__Extracted text__
Smelter's Final Hope Meltsby Pat Forgey
Longview, WA, The Daily News, January 20, 2004
There is no longer even a faint hope that Longview Aluminum's smelter will ever again produce metal, Bill Brandt, the bankruptcy trustee overseeing the case, said Monday.
"It cannot reopen," he said.
With no buyers remaining interested in the plant, Brandt said he told U.S. Bankruptcy Court Judge Eugene Wedoff last week that he'd agreed to let the Bonneville Power Administration disconnect power service to the smelter's potlines.
BPA spokesman Mike Hansen confirmed a tentative agreement with Brandt, but said details had yet to be worked out.
Longview Aluminum, under the leadership of former chairman Michael Lynch, ran up millions of unpaid power bills with the federal power marketing agency. It closed in March 2001 to sell power back to BPA and filed for bankruptcy protection in March 2002.
Lynch said then that the bankruptcy filing was done to avoid losing both the smelter's rights to buy BPA power and its right to use the BPA transmission system to get power to Longview, and the bankruptcy court ordered the power remain on.
Former aluminum workers hoping to see the plant restart have held demonstrations outside the former Reynolds Metals Co. plant hoping to prevent the power from being disconnected, fearing that losing access to the power would make it impossible for the plant to ever restart.
While the plant's union leadership say they've not entirely given up hope, some of the plant's workers say it is time to move on.
"I knew it would never reopen," said Dan Bridges of Rainier, a 30-year aluminum worker, though some union leaders say they won't give up until the plant has been irrevocably damaged.

Collected data entries
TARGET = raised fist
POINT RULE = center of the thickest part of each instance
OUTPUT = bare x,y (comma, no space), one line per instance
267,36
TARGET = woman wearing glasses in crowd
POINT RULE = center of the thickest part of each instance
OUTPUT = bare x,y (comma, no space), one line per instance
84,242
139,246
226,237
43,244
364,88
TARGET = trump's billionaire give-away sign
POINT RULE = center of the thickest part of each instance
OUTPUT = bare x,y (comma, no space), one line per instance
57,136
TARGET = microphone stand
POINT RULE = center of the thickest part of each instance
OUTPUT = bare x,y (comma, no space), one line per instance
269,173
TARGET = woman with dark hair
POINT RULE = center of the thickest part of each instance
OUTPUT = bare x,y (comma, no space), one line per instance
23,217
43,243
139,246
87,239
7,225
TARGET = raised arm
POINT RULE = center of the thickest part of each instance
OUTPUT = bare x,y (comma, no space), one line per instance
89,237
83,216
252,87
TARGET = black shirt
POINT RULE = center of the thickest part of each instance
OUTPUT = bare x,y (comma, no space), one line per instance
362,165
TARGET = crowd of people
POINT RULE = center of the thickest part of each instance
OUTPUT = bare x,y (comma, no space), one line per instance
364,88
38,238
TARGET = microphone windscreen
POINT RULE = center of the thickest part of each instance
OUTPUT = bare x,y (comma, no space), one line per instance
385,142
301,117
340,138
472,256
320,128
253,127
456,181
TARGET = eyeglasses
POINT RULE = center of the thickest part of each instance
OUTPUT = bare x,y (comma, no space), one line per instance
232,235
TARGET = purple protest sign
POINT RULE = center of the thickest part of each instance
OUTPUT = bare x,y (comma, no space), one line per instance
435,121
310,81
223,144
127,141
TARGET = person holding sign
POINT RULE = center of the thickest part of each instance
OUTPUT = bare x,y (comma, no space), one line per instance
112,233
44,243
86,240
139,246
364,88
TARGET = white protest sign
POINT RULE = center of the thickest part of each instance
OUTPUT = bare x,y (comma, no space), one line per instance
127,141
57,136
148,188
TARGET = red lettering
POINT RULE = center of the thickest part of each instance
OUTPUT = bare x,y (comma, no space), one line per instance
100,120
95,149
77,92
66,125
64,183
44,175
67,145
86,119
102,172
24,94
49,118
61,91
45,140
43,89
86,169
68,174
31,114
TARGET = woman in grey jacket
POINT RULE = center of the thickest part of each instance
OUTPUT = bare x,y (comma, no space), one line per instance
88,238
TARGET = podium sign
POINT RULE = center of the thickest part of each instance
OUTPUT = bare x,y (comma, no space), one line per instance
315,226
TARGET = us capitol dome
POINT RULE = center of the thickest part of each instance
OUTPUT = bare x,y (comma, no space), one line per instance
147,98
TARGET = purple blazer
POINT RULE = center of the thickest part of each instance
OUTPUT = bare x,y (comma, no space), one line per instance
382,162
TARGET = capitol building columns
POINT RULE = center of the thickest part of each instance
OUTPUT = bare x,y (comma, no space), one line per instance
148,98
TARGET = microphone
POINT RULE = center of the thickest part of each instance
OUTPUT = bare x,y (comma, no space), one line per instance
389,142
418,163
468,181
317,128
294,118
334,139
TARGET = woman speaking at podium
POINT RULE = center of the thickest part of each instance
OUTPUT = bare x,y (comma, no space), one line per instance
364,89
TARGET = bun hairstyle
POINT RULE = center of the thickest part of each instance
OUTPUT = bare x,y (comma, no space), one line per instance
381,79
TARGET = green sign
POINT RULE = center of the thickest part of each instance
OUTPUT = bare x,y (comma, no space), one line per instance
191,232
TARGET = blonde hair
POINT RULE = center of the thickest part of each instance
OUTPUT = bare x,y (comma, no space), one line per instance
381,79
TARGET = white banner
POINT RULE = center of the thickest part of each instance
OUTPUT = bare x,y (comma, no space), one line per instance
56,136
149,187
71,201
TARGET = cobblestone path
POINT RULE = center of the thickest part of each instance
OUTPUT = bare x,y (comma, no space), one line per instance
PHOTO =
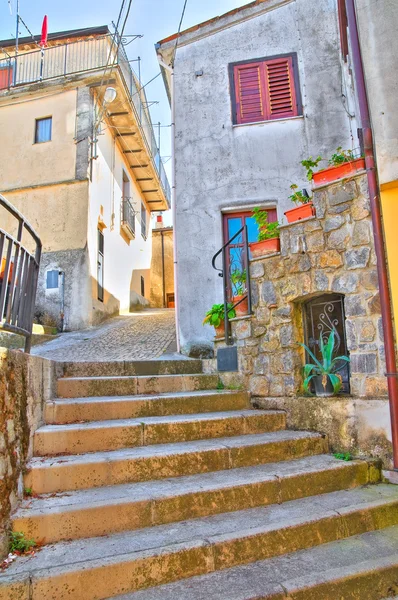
137,336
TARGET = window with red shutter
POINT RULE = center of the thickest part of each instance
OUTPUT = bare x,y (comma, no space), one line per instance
265,89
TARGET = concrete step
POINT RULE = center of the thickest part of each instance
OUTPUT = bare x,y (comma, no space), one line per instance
133,367
82,387
63,473
106,566
363,567
128,407
96,436
105,510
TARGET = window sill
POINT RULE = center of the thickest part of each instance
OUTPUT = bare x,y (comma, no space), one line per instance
236,125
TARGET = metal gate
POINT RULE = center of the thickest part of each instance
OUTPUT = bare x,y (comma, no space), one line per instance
322,315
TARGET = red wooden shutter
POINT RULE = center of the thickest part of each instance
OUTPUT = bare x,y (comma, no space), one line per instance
280,86
250,93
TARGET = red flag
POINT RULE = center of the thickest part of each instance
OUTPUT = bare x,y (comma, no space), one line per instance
44,33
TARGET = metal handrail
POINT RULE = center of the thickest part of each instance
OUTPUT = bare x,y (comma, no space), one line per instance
223,251
19,272
80,57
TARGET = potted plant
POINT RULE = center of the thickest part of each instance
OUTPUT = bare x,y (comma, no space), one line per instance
238,284
304,207
342,164
325,374
215,317
268,234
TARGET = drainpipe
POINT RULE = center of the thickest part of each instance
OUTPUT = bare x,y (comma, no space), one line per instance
375,204
173,199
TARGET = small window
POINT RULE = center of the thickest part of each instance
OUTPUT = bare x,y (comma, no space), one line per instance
43,130
100,267
266,89
143,221
52,280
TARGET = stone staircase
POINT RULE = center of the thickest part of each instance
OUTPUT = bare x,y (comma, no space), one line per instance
149,483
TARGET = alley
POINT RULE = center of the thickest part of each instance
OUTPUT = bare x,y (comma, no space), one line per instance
136,336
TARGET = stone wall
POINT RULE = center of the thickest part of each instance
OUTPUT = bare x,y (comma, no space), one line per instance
26,383
330,253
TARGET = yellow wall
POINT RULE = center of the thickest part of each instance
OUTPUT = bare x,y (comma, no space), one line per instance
389,199
24,163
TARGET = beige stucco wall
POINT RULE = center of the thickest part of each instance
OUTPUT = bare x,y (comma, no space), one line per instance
58,213
124,260
25,163
156,266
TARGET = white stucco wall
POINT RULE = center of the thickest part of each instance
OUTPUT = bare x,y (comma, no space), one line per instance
124,262
221,165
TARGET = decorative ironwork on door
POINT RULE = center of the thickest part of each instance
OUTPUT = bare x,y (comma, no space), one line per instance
321,316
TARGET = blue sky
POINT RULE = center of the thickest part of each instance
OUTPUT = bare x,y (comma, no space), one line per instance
155,19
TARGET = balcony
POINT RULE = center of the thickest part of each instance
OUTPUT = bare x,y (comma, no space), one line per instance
88,56
127,220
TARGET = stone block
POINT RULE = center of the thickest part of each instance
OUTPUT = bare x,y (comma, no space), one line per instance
333,223
346,283
340,194
321,281
286,335
319,201
361,234
313,225
339,239
357,259
354,306
268,295
299,263
360,209
262,364
364,363
259,386
374,305
367,331
369,280
315,241
243,329
330,259
275,268
263,315
256,269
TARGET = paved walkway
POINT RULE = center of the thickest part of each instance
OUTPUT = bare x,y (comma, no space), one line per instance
136,336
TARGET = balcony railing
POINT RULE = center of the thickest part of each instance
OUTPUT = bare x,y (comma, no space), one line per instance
19,271
128,217
81,57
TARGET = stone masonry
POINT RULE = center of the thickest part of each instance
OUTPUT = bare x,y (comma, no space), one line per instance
330,253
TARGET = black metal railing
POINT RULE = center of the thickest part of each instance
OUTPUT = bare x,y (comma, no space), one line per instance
128,215
236,276
80,57
19,272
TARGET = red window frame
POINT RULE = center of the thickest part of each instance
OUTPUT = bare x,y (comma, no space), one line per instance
265,89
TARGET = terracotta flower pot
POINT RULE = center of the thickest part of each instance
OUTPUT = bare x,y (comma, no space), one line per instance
304,211
343,171
265,247
242,308
220,330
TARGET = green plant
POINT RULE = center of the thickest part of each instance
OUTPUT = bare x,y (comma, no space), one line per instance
343,456
310,164
329,366
19,544
215,316
266,230
238,280
298,197
341,156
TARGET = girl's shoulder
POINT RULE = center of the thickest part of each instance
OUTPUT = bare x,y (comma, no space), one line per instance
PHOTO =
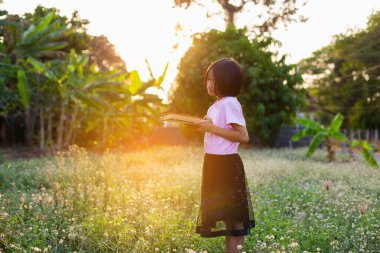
230,101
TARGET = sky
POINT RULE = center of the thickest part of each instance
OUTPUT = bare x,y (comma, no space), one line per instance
145,29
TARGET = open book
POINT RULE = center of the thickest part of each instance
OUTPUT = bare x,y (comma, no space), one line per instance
182,118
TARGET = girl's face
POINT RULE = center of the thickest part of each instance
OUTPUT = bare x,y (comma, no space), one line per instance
211,83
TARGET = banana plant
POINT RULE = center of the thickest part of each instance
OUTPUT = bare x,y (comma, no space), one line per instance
74,90
366,148
45,38
321,134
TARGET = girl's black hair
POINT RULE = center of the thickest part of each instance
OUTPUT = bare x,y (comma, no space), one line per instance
228,77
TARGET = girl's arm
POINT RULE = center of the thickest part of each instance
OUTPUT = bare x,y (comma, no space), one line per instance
238,133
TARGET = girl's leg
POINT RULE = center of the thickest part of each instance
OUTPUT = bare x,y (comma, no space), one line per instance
233,241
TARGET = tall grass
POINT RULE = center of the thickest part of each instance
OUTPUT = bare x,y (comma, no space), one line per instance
148,201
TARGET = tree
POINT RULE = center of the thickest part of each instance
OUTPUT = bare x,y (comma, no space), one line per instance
268,14
271,92
327,135
321,134
345,75
62,97
102,53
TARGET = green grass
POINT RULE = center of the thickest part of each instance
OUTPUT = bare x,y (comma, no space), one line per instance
148,201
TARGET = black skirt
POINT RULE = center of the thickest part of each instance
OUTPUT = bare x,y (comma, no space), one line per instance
226,207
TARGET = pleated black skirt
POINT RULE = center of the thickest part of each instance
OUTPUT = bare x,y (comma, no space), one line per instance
226,207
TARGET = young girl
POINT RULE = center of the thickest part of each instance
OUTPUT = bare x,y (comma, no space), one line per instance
226,208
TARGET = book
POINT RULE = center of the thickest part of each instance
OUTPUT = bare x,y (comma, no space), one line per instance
182,118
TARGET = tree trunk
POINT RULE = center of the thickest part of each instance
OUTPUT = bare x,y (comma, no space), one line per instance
104,134
72,123
60,125
28,123
42,129
50,127
330,150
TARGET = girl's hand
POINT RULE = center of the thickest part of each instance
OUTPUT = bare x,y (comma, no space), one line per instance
205,125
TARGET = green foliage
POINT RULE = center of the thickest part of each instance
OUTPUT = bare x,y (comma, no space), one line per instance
270,95
70,87
345,77
322,134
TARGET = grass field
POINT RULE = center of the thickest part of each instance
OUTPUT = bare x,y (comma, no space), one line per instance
148,201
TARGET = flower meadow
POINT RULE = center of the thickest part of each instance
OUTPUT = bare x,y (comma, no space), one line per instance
148,200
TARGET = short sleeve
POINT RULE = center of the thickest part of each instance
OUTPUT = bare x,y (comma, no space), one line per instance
234,113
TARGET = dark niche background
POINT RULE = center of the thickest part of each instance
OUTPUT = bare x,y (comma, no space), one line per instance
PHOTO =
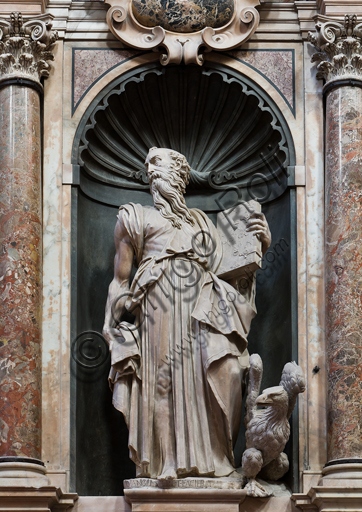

__Written problem 1__
Transcribe the portion of the smelter article from "Longview Aluminum, under" to "to move on.".
__Written problem 2__
Rewrite the entries from the line with "TARGET = flower meadow" through the end of the entries, substituting "item" for "instance" and keeping everything else unchanged. Omit the pictures.
The article and the entries are unrelated to each other.

__Correct result 1__
Longview Aluminum, under the leadership of former chairman Michael Lynch, ran up millions of unpaid power bills with the federal power marketing agency. It closed in March 2001 to sell power back to BPA and filed for bankruptcy protection in March 2002.
Lynch said then that the bankruptcy filing was done to avoid losing both the smelter's rights to buy BPA power and its right to use the BPA transmission system to get power to Longview, and the bankruptcy court ordered the power remain on.
Former aluminum workers hoping to see the plant restart have held demonstrations outside the former Reynolds Metals Co. plant hoping to prevent the power from being disconnected, fearing that losing access to the power would make it impossible for the plant to ever restart.
While the plant's union leadership say they've not entirely given up hope, some of the plant's workers say it is time to move on.

__Correct result 2__
TARGET = flower meadow
POINT RULE = center of the thickest part of each item
OUTPUT = bare x,y (comma, no space), one line per item
148,200
TARGET = short sleeve
POINT RULE = center of the thickest part of each item
OUTPUT = bare x,y (comma, no space), one line per item
234,113
TARGET = dark niche background
POINT RULE = center of the thickest part of each item
OUTPUT = bare x,y (comma, no space), one line per item
PHOTO =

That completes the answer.